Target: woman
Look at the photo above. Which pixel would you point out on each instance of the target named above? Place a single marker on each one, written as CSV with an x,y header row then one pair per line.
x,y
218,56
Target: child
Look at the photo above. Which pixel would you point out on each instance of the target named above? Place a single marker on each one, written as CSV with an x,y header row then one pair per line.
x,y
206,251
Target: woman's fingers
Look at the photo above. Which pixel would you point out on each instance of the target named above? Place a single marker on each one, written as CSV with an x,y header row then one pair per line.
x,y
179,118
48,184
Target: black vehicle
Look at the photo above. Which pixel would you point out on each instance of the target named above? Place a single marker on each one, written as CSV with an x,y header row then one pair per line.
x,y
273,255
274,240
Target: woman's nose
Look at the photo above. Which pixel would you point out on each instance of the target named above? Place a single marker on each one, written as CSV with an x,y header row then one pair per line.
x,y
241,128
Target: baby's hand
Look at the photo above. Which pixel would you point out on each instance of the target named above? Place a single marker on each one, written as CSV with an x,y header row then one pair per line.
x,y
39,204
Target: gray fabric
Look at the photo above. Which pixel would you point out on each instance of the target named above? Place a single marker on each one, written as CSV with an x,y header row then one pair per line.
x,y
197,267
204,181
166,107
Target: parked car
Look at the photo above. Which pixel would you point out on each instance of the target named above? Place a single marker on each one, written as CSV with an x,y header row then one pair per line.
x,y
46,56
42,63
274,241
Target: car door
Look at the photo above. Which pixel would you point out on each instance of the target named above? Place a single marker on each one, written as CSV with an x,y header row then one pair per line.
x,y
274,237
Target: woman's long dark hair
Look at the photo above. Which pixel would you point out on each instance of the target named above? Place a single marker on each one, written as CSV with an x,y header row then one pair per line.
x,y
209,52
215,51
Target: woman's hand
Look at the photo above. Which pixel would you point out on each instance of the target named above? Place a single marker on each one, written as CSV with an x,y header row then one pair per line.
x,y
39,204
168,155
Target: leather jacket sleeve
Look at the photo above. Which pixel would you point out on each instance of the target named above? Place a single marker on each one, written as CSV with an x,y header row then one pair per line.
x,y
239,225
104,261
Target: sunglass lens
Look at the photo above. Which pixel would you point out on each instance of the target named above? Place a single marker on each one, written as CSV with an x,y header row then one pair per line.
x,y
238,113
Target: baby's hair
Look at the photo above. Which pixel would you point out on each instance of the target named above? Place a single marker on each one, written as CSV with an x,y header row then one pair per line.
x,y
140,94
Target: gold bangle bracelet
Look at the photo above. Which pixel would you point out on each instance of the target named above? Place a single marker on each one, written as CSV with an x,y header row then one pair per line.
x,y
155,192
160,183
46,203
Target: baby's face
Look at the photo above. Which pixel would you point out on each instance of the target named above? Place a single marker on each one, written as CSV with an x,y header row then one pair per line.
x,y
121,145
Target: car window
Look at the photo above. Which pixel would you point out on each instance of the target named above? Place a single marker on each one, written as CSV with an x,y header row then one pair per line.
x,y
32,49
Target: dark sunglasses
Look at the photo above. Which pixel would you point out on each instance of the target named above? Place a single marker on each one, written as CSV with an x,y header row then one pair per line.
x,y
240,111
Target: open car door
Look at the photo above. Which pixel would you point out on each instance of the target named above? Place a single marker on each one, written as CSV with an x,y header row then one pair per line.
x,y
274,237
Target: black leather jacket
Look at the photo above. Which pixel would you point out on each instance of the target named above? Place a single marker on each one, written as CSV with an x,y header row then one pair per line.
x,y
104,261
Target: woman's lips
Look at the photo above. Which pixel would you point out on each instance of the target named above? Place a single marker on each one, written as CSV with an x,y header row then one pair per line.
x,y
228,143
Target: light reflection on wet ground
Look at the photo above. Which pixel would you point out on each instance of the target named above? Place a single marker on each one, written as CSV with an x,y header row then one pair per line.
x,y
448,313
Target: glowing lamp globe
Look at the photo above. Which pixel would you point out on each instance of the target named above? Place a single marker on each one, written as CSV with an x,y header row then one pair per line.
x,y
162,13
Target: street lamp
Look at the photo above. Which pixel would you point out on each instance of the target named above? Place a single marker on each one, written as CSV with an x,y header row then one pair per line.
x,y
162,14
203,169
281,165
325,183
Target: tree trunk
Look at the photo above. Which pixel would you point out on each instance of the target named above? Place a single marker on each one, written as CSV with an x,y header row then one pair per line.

####################

All lines that include the word "dark" must be copied from the material above.

Target: woman's long dark hair
Target: dark sunglasses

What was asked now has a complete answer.